**AUFGABE 1:** Das folgende Sitzungsprotokoll behandelt die Aufhebung der alten Sportstättenverordnung. Erläutern Sie, warum es laut Sitzungsprotokoll genauer wäre, von einer stärkeren statt nur von einer Kostenbeteiligung der Vereine zu sprechen.

**AUSGANGSTEXT:**
<<<<

Protocol of the Session on April 27, 2007

Daraus kann ich jetzt schließen: Die Landesregierung weiß tatsächlich noch nicht, was sie will, oder hat sich noch nicht auf das geeinigt, was sie wollen darf. Ich

kann mir jetzt überlegen, ob der Streit zwischen dem MS und dem MI oder zwischen der CDU und der SPD läuft. Oder die Landesregierung hat den Vorgang auf einen Termin nach den Kommunalwahlen gezogen, um Ärger zu vermeiden. Dann müssten wir heute etwas Substanzielles hören können. Oder aber die verfassungsrechtlichen Bedenken, von denen ich vorhin gesprochen habe, sind so gravierend, dass der eingeschlagene Weg nicht fortgesetzt werden kann.

Meine Damen und Herren! Um noch einmal in Erinnerung zu rufen, worum es eigentlich geht: Die alte Sportstättenverordnung soll aufgehoben werden, um eine Kostenbeteiligung der Vereine am Unterhalt der von ihnen genutzten Sportstätten zu ermöglichen. Korrekterweise müsste es an dieser Stelle heißen, um eine stärke Kostenbeteiligung zu ermöglichen; denn auch heute schon beteiligen sich die meisten Nutzer von Sportstätten an den Betriebskosten, sei es durch Zahlungen oder durch Eigenleistungen.

Der Sportentwicklungsbericht des Deutschen Sportbundes aus den Jahren 2005/2006 weist aus, dass deutschlandweit 67 % der Vereine kommunale Anlage nutzen, von denen im Schnitt 30 % die Anlagen ohne eine Gegenleistung nutzen können. Das Spektrum der Vereine, die einen finanziellen Beitrag leisten, reicht von 5 % in Sachsen bis zu über 60 % in Bremen. Der Rest erbringt Sachleistungen. Sachsen-Anhalt liegt überall im Mittelfeld.

Das heißt, auch heute schon haben sich die Kommunen und die Sportvereine überall dort, wo ein vernünftiges Miteinander möglich ist, auf eine Beteiligung der Vereine an den Kosten der Unterhaltung der Anlagen geeinigt. Eine materielle Notwendigkeit, die derzeit geltende Verordnung zu ändern, gibt es nicht.

Herr Rothe, es reicht meines Erachtens nicht aus, eine Verordnung aufzuheben, nur weil sie aus DDR-Zeiten stammt. Ich glaube, dass man einen inhaltlichen Grund benötigt. Sie haben in Ihrer Einbringungsrede im Dezember aber nur darauf abgehoben.

>>>>

**Bounding-Box-Datensätze:**
<<<<

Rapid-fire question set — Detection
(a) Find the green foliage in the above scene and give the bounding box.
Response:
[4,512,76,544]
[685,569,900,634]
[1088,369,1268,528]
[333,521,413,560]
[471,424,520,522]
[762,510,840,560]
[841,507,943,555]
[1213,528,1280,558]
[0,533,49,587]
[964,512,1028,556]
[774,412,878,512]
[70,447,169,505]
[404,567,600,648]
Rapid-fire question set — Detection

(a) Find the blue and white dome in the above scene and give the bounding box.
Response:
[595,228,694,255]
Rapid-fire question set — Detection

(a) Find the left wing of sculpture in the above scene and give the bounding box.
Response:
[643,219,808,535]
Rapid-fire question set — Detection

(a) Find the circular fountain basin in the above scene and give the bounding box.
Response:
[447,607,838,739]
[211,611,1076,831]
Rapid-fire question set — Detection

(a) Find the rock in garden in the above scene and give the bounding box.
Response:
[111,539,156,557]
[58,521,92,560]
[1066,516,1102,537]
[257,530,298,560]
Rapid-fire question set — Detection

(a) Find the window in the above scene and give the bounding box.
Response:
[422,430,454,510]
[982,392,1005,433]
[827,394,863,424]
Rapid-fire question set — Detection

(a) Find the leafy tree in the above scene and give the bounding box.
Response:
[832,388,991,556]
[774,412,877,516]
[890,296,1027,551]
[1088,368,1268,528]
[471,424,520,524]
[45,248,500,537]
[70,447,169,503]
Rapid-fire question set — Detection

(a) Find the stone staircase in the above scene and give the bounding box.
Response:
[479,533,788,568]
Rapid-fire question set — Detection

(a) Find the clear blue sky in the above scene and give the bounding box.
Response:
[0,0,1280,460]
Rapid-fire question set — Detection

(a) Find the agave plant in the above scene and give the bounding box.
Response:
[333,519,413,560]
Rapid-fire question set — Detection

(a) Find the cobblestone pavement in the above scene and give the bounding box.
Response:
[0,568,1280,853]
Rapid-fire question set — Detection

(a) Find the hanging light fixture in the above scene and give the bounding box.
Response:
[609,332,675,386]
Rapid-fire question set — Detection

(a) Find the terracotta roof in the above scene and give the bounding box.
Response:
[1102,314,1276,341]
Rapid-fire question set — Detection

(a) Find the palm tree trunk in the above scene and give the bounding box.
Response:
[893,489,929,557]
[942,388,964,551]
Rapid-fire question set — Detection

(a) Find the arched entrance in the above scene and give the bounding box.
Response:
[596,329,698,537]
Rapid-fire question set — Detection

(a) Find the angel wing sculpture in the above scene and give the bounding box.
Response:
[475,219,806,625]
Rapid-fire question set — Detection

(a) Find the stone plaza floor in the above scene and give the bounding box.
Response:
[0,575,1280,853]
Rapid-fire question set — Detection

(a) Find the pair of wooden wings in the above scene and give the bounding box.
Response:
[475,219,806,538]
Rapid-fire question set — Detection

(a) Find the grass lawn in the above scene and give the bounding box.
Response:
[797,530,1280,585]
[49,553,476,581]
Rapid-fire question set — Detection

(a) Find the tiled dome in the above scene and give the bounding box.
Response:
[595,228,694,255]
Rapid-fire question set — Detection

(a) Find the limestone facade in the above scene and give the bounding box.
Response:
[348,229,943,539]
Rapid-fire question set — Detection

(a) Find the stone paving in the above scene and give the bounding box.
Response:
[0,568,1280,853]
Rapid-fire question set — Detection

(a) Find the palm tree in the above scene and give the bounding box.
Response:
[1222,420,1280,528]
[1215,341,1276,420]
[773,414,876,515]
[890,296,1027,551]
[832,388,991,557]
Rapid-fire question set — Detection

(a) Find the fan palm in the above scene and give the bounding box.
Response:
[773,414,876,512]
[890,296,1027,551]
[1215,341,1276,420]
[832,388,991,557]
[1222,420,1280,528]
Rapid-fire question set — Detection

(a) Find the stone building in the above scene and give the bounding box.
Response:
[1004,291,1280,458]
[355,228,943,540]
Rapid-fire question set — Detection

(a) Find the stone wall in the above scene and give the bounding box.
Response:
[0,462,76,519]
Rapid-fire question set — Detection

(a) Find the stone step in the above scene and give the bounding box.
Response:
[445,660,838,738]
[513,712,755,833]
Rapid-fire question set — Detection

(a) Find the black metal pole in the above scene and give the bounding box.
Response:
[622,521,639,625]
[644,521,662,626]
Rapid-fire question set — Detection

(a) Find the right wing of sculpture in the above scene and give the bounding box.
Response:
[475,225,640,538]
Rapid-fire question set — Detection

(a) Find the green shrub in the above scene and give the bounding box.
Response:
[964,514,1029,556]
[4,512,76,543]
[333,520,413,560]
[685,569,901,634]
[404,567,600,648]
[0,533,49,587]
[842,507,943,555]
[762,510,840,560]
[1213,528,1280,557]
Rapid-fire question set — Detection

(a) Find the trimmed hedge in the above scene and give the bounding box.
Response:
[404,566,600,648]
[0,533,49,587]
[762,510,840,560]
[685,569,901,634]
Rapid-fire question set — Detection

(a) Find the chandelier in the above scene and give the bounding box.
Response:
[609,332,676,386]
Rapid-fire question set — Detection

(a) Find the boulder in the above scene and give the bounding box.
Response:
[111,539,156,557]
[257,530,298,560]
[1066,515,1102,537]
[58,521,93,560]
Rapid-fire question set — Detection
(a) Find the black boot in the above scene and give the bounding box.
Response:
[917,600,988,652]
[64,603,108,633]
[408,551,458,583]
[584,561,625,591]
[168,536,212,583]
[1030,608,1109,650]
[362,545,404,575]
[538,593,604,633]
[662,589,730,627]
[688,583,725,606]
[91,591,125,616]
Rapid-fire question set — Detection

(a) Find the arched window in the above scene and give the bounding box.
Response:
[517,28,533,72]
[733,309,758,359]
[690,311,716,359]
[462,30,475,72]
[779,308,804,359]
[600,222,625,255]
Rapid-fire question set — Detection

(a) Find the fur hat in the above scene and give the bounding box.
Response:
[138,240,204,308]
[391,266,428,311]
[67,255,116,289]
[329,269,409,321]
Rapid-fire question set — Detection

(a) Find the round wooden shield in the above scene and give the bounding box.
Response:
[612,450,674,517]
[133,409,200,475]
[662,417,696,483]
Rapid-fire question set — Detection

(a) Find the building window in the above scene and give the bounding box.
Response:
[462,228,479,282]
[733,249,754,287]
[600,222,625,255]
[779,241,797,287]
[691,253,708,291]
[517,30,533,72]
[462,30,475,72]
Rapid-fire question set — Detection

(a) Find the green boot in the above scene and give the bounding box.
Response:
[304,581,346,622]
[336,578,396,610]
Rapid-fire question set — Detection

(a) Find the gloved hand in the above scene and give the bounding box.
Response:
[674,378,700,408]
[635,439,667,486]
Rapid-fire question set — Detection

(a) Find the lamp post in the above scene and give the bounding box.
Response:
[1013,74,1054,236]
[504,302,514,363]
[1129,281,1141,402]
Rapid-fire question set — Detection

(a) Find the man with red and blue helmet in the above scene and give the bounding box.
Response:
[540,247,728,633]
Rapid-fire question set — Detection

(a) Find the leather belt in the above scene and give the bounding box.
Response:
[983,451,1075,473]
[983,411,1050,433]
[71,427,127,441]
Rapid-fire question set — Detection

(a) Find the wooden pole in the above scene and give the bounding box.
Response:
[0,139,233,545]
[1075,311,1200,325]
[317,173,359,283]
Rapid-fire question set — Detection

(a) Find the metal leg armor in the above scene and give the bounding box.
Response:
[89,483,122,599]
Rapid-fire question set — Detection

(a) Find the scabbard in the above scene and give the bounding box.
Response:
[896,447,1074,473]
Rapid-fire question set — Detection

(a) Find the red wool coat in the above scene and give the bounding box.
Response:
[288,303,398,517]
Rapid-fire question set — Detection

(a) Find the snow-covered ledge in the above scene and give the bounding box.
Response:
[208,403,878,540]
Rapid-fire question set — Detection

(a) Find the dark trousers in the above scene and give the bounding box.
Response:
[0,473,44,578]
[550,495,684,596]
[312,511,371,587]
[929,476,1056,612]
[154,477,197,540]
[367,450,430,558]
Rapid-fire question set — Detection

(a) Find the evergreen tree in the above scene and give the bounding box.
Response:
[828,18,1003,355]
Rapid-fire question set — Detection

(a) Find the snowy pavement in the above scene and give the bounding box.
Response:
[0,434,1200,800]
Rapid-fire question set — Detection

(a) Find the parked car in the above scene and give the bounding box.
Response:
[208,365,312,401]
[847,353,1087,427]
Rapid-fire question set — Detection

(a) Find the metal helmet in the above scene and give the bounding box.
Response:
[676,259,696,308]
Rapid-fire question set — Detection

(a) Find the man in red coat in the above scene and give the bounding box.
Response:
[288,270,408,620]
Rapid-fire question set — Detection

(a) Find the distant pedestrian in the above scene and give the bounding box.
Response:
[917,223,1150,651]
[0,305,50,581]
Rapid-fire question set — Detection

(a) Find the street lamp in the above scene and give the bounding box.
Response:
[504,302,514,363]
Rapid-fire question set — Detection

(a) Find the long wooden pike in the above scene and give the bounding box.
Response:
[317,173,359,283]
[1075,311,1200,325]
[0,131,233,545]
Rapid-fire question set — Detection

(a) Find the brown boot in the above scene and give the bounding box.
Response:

>>>>

**AUFGABE 2:** Nennen Sie jede Zeile der Auflistung, die das Wort „dome“ enthält.

**LÖSUNG 1:** Schon heute beteiligen sich die meisten Nutzer von Sportstätten an den Betriebskosten, entweder durch Zahlungen oder durch Eigenleistungen. Die Aufhebung der Verordnung würde eine Kostenbeteiligung also nicht erst ermöglichen, sondern nur eine stärkere Beteiligung.

**LÖSUNG 2:**
(a) Find the blue and white dome in the above scene and give the bounding box.
(a) Find the tiled dome in the above scene and give the bounding box.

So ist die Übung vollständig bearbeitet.